How to complete this task
With no omissions, write out every record given below.
··· Records for the task
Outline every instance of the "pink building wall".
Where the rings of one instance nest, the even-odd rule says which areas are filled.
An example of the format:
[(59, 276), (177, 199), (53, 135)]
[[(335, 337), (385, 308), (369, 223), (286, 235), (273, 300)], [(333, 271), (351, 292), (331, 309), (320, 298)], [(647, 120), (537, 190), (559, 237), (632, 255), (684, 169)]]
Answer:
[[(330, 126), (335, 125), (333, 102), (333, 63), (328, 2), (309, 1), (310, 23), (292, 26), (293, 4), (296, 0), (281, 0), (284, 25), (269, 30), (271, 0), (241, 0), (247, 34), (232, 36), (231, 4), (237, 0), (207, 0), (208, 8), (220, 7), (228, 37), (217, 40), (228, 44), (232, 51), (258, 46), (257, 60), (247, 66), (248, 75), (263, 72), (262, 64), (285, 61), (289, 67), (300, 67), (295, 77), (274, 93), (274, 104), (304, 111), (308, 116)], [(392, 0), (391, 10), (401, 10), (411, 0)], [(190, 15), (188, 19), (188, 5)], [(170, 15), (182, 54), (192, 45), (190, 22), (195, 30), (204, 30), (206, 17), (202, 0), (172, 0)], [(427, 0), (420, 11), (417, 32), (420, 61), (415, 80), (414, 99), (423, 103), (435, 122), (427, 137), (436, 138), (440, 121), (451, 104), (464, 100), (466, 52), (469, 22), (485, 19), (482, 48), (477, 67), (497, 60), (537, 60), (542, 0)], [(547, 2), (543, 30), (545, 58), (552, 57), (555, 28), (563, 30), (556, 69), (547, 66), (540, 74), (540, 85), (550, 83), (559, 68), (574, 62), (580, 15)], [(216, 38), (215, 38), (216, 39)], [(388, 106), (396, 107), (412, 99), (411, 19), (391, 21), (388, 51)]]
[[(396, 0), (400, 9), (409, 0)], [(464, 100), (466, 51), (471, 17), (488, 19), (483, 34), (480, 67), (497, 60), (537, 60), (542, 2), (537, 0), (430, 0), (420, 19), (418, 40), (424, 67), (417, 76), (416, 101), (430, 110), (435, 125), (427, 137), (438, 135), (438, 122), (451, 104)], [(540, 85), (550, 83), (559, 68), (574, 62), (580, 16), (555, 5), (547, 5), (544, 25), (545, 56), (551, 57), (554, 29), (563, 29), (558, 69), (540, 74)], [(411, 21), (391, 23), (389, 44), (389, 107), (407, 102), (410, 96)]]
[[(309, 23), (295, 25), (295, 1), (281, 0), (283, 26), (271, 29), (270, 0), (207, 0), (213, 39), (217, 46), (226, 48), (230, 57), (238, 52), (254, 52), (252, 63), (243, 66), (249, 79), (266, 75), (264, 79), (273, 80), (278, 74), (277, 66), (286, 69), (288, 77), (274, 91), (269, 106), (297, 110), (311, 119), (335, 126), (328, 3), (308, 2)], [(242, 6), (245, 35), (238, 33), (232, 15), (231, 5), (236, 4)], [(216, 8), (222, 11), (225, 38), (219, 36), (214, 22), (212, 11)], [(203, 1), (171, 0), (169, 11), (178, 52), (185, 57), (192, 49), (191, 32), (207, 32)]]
······
Exercise solution
Outline every instance of the "pink building wall".
Where the rings of one instance nest, the even-odd rule says which areas are filled.
An example of the format:
[(59, 276), (177, 199), (53, 135)]
[[(335, 337), (385, 308), (369, 223), (286, 235), (273, 300)], [(333, 271), (351, 292), (331, 309), (320, 298)], [(647, 120), (537, 190), (559, 237), (632, 255), (684, 169)]]
Answer:
[[(330, 126), (335, 125), (333, 102), (333, 63), (328, 2), (309, 1), (310, 23), (292, 26), (293, 4), (296, 0), (281, 0), (284, 25), (269, 30), (271, 0), (241, 0), (247, 34), (232, 36), (231, 4), (237, 0), (207, 0), (208, 8), (220, 7), (228, 37), (217, 40), (228, 44), (232, 51), (258, 46), (257, 60), (247, 66), (248, 75), (263, 72), (262, 64), (285, 61), (289, 67), (300, 67), (295, 77), (274, 93), (274, 104), (304, 111), (308, 116)], [(392, 0), (391, 10), (401, 10), (411, 0)], [(190, 15), (188, 19), (188, 5)], [(170, 15), (182, 54), (192, 45), (190, 22), (195, 30), (204, 30), (206, 17), (202, 0), (172, 0)], [(427, 0), (420, 11), (417, 32), (420, 61), (415, 80), (414, 99), (423, 103), (435, 122), (427, 137), (436, 138), (440, 121), (451, 104), (464, 100), (466, 52), (469, 22), (485, 19), (482, 48), (477, 67), (497, 60), (537, 60), (542, 0)], [(547, 2), (543, 30), (545, 58), (552, 57), (555, 28), (563, 30), (556, 69), (547, 66), (540, 74), (540, 85), (550, 83), (559, 68), (574, 62), (580, 15)], [(216, 38), (215, 38), (216, 39)], [(388, 106), (396, 107), (412, 99), (411, 19), (391, 21), (388, 51)]]
[[(396, 0), (400, 9), (409, 0)], [(464, 100), (466, 51), (471, 17), (488, 19), (483, 34), (480, 67), (497, 60), (537, 60), (542, 2), (537, 0), (430, 0), (420, 19), (418, 40), (424, 67), (417, 76), (416, 101), (430, 110), (435, 125), (427, 137), (438, 135), (438, 122), (451, 104)], [(540, 85), (550, 83), (559, 68), (574, 62), (580, 16), (555, 5), (547, 5), (544, 25), (545, 56), (551, 57), (554, 29), (563, 29), (558, 69), (540, 74)], [(411, 21), (391, 23), (389, 44), (389, 107), (407, 102), (410, 96)]]
[[(309, 23), (295, 25), (295, 1), (281, 0), (283, 26), (271, 29), (270, 0), (207, 0), (213, 39), (217, 46), (226, 48), (230, 57), (238, 52), (254, 52), (252, 63), (243, 66), (249, 79), (266, 75), (264, 79), (273, 80), (278, 74), (277, 66), (286, 69), (288, 77), (274, 91), (269, 106), (297, 110), (311, 119), (335, 126), (328, 3), (308, 2)], [(242, 6), (245, 35), (238, 33), (232, 15), (231, 5), (236, 4)], [(216, 8), (222, 11), (225, 38), (219, 36), (214, 22), (212, 11)], [(203, 1), (171, 0), (169, 11), (178, 52), (185, 57), (192, 49), (191, 32), (207, 32)]]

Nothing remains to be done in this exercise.